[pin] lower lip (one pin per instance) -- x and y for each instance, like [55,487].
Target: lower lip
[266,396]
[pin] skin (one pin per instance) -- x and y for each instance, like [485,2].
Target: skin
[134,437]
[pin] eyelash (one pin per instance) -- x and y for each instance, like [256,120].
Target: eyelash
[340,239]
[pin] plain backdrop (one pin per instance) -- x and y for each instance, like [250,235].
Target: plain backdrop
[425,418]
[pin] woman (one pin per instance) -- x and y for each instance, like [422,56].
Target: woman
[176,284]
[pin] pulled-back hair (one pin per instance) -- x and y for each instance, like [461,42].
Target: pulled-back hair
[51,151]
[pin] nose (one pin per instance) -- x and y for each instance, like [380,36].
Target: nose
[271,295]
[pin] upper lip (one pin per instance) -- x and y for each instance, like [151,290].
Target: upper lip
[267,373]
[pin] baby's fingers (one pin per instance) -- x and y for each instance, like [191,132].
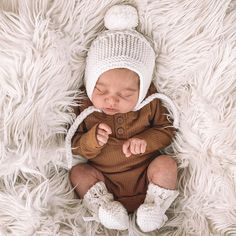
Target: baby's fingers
[125,149]
[102,139]
[105,127]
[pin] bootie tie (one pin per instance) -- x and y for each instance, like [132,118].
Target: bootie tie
[151,214]
[102,206]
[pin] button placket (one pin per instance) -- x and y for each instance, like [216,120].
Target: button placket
[120,131]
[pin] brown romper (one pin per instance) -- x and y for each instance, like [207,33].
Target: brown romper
[125,177]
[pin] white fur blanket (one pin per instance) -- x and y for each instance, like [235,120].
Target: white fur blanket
[43,44]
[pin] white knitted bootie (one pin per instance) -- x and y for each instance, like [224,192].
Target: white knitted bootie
[151,214]
[102,206]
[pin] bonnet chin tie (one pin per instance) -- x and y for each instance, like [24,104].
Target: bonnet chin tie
[86,112]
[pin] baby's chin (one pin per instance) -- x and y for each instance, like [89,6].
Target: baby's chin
[110,111]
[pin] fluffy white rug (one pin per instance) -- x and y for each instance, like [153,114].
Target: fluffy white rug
[43,44]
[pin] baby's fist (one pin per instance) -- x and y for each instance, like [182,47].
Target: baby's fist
[103,132]
[134,146]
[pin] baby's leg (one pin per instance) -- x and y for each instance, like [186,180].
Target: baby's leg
[162,176]
[83,177]
[162,171]
[89,184]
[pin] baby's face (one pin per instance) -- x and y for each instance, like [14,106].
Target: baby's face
[116,91]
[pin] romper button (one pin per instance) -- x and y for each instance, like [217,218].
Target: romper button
[120,120]
[120,131]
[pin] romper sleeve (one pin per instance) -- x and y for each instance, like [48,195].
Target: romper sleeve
[161,132]
[84,142]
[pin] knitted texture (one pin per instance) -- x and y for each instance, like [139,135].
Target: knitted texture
[151,214]
[126,48]
[104,210]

——

## 과제 내용
위 항목 가운데 "[pin] baby's face"이 들어 있는 줄부터 항목의 마지막 줄까지, 양 끝 줄을 포함하여 한 글자도 바꾸지 말고 출력하시오.

## 아래 결과
[pin] baby's face (one pin per instance) -- x and y for each instance, like [14,106].
Target: baby's face
[116,91]
[pin] romper button (one pin per instance) -- x and y for each instance, like [217,218].
Target: romper button
[120,120]
[120,131]
[pin] romper sleeve (one pin per instance) -- x and y for each instance, like [48,195].
Target: romper sleeve
[161,132]
[84,142]
[pin] knitted texture (one pin per instance) -- x and y for each instance, like [139,135].
Target: knitted texture
[151,214]
[126,48]
[104,210]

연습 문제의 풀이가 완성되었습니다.